_Work instructions_. With the line containing "A note for the class: find the man's ear" as the first and the final line of the entries as the last, repeat exactly the lines in that span, including both.

_Natural language region descriptions_.
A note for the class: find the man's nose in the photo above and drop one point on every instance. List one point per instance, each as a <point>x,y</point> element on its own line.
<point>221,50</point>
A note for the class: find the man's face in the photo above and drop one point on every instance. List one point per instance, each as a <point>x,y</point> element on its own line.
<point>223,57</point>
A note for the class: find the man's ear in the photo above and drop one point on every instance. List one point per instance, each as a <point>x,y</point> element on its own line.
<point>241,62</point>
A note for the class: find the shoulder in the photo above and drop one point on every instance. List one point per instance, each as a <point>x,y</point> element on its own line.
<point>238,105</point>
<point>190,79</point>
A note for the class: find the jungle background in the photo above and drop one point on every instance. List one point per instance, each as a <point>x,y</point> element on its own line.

_Written reply_.
A note for the class: find the man's ear in the photo above and drop one point on every instance. List one point per instance, each as a <point>x,y</point> element on its own line.
<point>241,62</point>
A note for the class: find the shoulder in the photo above and drop one point on every instance. List one point per instance, each as a <point>x,y</point> element on its own line.
<point>238,105</point>
<point>190,79</point>
A note for the class: find the jungle background in the photo above and drop one point on every instance. List one point per instance, each as a <point>x,y</point> element on its own line.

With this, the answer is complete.